→ **To do**:
Shift every box coordinate up by 20 while writing out the records from the start up to and including the line with "left=540, top=359, right=577, bottom=421", keeping all other lines as they are. Only the box coordinates change.

— Begin Data shown —

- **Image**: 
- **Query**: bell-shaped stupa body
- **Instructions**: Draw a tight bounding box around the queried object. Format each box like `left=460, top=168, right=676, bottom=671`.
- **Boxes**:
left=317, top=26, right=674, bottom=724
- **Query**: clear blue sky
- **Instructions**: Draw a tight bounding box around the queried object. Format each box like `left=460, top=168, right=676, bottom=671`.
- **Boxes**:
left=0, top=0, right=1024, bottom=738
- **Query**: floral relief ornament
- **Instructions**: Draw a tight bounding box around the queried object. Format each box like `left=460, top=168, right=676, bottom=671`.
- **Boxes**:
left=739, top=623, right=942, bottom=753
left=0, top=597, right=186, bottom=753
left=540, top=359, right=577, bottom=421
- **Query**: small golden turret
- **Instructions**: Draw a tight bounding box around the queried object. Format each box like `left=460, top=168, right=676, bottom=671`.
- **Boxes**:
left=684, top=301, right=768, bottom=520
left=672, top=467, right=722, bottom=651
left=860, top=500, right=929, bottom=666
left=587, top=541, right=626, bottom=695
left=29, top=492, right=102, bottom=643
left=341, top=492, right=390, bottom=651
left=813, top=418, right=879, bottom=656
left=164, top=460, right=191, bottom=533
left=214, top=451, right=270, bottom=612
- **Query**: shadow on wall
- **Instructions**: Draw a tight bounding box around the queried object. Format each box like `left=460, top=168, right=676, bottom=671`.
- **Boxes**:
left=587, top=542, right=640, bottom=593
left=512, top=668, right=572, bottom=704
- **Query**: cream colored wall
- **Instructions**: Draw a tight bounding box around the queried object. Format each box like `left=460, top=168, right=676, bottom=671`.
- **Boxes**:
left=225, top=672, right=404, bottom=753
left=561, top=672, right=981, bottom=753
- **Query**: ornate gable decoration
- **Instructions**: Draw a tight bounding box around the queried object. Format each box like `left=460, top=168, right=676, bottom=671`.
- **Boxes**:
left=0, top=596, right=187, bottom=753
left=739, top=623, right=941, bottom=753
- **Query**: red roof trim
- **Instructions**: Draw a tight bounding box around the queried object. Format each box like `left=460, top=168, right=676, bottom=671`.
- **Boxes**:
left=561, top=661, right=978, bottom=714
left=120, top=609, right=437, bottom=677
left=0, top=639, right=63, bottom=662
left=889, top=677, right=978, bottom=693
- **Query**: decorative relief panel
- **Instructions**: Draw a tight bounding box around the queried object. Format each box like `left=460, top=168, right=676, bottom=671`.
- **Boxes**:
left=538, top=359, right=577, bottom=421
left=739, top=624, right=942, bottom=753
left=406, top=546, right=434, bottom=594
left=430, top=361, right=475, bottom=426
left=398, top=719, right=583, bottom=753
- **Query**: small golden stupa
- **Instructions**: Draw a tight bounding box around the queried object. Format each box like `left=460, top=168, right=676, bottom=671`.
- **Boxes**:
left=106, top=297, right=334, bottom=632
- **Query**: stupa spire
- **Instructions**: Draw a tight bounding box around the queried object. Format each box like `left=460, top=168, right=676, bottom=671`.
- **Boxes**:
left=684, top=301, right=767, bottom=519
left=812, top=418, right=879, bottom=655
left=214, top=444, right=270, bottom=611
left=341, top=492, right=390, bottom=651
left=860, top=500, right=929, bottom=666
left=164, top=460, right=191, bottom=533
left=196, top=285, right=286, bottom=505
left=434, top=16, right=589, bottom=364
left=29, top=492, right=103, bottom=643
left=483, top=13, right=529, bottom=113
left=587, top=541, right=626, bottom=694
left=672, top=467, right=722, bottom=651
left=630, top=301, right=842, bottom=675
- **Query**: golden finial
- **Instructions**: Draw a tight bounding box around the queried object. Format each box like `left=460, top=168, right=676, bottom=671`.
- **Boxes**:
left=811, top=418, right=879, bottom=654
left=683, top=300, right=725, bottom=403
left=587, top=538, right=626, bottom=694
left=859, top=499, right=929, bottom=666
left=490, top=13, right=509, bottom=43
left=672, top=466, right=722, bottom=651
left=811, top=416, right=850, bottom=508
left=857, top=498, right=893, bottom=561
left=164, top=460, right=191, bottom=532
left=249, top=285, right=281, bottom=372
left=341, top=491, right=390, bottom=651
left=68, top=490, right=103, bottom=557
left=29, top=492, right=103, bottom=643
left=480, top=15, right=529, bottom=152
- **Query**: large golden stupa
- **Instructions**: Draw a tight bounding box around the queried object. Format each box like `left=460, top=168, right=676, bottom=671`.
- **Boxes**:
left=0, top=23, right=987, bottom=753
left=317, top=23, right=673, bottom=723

— End Data shown —

→ **Completed exercise**:
- **Image**: 
- **Query**: bell-shaped stupa body
- **Instructions**: Draw a tight bounding box around the queried object. Format each box like `left=460, top=168, right=676, bottom=671`.
- **Boxes**:
left=337, top=46, right=694, bottom=744
- **Query**: clear blue sky
- **Instructions**: Draw a tight bounding box around the queried object. Format each box like `left=460, top=168, right=676, bottom=671`.
- **Boxes**:
left=20, top=20, right=1044, bottom=758
- **Query**: floral relief ornament
- **Instructions**: Draw a tight bounding box around the queried object. Format each box like `left=460, top=168, right=676, bottom=671`.
- **Boxes**:
left=759, top=643, right=962, bottom=773
left=20, top=617, right=206, bottom=773
left=560, top=379, right=597, bottom=441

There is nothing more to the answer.